Start of Given information

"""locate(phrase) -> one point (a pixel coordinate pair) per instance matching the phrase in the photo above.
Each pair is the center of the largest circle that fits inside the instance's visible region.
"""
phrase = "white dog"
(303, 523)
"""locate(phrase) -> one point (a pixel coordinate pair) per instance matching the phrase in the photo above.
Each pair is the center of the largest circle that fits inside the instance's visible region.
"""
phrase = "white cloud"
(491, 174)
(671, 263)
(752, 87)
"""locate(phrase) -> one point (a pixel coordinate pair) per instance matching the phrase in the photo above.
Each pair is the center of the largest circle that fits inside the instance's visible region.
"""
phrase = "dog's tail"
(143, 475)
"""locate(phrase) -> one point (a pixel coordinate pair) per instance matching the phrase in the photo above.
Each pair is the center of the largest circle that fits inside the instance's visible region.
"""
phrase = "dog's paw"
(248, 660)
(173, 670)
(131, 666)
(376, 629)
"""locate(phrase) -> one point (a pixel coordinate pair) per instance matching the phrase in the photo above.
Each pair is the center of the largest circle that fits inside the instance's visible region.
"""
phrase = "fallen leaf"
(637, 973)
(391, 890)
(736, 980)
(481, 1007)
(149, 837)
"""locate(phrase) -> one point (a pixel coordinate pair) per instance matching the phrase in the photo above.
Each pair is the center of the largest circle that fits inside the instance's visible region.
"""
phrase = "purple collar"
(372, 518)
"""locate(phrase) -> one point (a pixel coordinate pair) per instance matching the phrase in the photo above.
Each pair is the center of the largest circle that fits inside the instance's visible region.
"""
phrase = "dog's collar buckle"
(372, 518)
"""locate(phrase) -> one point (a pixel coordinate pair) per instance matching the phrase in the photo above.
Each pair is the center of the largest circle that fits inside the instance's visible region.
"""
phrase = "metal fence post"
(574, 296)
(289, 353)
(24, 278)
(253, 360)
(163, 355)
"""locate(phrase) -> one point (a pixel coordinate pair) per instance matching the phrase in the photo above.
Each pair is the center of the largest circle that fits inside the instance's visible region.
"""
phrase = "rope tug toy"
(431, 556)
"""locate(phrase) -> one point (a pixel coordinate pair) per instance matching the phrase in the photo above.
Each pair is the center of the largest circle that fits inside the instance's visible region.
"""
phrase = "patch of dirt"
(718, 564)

End of Given information

Assignment – Each entry shown above should be transcribed exactly as written.

Exercise answer –
"""locate(phrase) -> one point (a pixel coordinate pair) per instance matching the phrase in the photo above.
Each pair is the center of the largest circle that fits inside the instance's visible region.
"""
phrase = "white dog"
(303, 523)
"""locate(phrase) -> one point (a pixel coordinate pair) per instance matching the phrase in the photo above.
Each pair is the center of the largest circle that fits inside the instance's visible region.
"""
phrase = "white cloud"
(491, 174)
(671, 263)
(752, 87)
"""locate(phrase) -> one point (a pixel coordinate pair) per instance matching the phrase in the photo above.
Each pair is the center of the largest circle that fits inside the instance's visible region.
"""
phrase = "dog's tail"
(143, 475)
"""locate(phrase) -> one point (a pixel coordinate pair) per instance matching the phrase in the photo above.
Each pair is the center of the largest circle that fits inside the instance's visible region.
"""
phrase = "dog's paw"
(248, 660)
(173, 670)
(131, 666)
(376, 629)
"""locate(phrase) -> one point (a pixel coordinate pair) per instance matching the phrase in the photo above.
Each pair is the center of the largest circle that fits inside the instance's visible region.
"""
phrase = "fallen leaf"
(637, 973)
(391, 890)
(736, 980)
(481, 1007)
(149, 837)
"""locate(phrase) -> one point (a pixel coordinate pair) per instance matching the phrase in the photo above.
Each pair is the center of the largest circle that fits inside the instance's visible region.
"""
phrase = "purple collar"
(372, 518)
"""locate(phrase) -> one point (a pixel coordinate pair) per instance matching the phrase in the photo above.
Each pair is the center of the largest circle that fits inside the instance's visible region.
"""
phrase = "dog's collar buckle"
(372, 518)
"""locate(phrase) -> one point (a pixel coordinate pair) per instance matching the phrase in the photo above.
Each pair is the center of the largest circle that fits inside the instance's visible region.
"""
phrase = "metal fence post"
(574, 296)
(289, 353)
(24, 278)
(253, 360)
(163, 355)
"""locate(phrase) -> one point (a pixel coordinate pair) per instance matching the phrase in the photo above.
Each pair is the center of the largest circle that fits inside the instance's visible region.
"""
phrase = "rope tug toy"
(431, 556)
"""locate(phrase) -> one point (a pixel coordinate pair) per instance matching the phrase in the photo above.
Each pair is the center of the largest circle that fits inside the instance's visible region.
"""
phrase = "patch of dirt"
(718, 564)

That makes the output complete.